[Start of ENTRIES]
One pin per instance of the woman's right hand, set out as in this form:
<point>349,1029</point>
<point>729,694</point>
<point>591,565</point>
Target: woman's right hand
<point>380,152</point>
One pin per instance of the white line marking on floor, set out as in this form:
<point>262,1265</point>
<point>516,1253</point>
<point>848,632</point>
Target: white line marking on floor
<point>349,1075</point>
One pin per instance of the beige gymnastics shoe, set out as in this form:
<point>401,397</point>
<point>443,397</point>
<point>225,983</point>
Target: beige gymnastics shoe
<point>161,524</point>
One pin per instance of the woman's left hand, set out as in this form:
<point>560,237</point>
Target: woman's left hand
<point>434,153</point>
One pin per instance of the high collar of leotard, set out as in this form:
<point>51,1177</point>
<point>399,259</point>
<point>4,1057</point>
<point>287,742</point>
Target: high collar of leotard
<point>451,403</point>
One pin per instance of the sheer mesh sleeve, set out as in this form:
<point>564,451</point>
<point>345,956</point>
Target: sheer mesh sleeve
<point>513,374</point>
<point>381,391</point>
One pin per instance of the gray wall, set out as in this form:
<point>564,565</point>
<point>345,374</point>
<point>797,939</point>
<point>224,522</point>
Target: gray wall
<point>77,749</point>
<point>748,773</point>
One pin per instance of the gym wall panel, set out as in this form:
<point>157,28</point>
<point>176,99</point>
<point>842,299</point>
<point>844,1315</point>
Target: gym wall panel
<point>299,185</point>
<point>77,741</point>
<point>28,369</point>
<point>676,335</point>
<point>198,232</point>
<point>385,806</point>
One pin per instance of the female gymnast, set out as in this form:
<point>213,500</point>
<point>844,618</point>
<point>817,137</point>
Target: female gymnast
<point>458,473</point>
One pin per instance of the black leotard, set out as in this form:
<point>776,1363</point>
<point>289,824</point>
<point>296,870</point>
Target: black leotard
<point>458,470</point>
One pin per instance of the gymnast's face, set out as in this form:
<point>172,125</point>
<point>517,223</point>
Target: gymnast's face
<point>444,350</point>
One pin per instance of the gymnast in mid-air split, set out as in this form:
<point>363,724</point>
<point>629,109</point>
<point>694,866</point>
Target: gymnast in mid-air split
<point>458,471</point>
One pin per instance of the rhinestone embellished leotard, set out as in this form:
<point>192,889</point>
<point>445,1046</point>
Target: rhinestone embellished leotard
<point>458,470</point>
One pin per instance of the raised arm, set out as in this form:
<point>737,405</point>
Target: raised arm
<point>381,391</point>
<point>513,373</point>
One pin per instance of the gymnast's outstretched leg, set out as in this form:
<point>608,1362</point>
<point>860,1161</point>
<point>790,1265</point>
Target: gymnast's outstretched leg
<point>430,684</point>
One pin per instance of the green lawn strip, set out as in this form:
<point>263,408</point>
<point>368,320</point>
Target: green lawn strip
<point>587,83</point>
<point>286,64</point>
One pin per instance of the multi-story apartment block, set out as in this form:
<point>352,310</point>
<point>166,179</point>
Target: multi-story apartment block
[End of ENTRIES]
-- DIRECTIONS FOR THIS TASK --
Rewrite the part of the records that opens with the line containing "One pin per instance of the beige" and closes with the line containing "<point>444,350</point>", keeping every line and moving each answer coordinate up by 117. Leave the requests and their sample points as they are.

-- SOLUTION TO THE PROBLEM --
One pin per instance of the beige gymnastics shoe, set out as in this form:
<point>401,397</point>
<point>443,397</point>
<point>225,983</point>
Target: beige gymnastics shoe
<point>278,641</point>
One pin per instance of the woman's left hand, set out as in this form:
<point>560,237</point>
Target: woman's left hand
<point>551,270</point>
One pin per instance of the high collar of leotard, set out as in this form:
<point>51,1177</point>
<point>399,259</point>
<point>4,1057</point>
<point>287,742</point>
Target: high collar of leotard
<point>568,520</point>
One pin per instance of the sheer mesh sleeve, set out as in this form:
<point>564,451</point>
<point>345,956</point>
Target: sheer mesh sleeve
<point>630,491</point>
<point>498,508</point>
One pin per instance of the gray wall, set out as in this form:
<point>564,565</point>
<point>345,374</point>
<point>797,939</point>
<point>224,522</point>
Target: gray wall
<point>194,866</point>
<point>865,890</point>
One pin per instance of the gym wall panel, set out as in this form:
<point>157,28</point>
<point>176,99</point>
<point>842,299</point>
<point>844,1315</point>
Target: gym wall panel
<point>416,302</point>
<point>194,858</point>
<point>145,486</point>
<point>793,452</point>
<point>315,349</point>
<point>502,923</point>
One pin per instance of the female gymnast, set out as in this form:
<point>213,500</point>
<point>844,618</point>
<point>817,137</point>
Target: female gymnast
<point>575,590</point>
One pin per instance of the black leotard, set out as in this form:
<point>776,1363</point>
<point>289,824</point>
<point>296,870</point>
Target: black leotard
<point>575,587</point>
One pin per instance of the gymnast's face, set out as in this form:
<point>172,125</point>
<point>517,223</point>
Target: gymnast's face
<point>561,467</point>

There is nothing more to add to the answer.